**** Input data

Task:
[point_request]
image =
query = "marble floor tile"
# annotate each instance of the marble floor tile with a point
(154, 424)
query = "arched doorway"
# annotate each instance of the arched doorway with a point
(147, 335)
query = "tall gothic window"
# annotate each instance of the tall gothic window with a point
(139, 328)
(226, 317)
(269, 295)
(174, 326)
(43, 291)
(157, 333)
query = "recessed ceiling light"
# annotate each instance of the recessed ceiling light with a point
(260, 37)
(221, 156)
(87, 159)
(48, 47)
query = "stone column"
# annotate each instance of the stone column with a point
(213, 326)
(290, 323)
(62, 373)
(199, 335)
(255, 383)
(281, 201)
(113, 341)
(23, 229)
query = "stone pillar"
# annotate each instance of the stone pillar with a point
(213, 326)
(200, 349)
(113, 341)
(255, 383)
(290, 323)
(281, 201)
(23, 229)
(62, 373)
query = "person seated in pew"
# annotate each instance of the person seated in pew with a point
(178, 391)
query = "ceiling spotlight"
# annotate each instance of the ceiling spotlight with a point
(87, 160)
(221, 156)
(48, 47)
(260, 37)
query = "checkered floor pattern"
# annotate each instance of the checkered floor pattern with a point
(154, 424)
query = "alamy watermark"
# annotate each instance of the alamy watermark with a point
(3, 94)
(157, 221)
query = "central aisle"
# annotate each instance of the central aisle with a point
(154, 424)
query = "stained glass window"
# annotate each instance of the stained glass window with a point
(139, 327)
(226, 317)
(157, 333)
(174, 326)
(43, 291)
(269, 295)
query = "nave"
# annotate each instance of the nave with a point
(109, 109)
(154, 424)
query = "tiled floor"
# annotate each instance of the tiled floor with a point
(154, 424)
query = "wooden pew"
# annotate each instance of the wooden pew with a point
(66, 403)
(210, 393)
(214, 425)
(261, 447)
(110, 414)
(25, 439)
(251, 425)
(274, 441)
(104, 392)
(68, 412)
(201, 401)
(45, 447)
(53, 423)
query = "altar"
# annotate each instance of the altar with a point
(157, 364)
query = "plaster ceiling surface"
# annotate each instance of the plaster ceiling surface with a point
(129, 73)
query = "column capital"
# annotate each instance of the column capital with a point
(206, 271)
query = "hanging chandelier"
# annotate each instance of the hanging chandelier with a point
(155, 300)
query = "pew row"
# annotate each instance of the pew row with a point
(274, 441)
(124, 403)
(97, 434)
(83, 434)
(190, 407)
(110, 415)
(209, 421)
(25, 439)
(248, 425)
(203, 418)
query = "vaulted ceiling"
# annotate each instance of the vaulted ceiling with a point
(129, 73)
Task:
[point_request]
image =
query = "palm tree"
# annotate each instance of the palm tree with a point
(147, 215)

********

_Task instructions_
Which lines in the listing above contain the word "plaster"? Select each of them and copy it out in full.

_Reply to the exercise_
query = "plaster ceiling surface"
# annotate each instance of the plaster ceiling surface with a point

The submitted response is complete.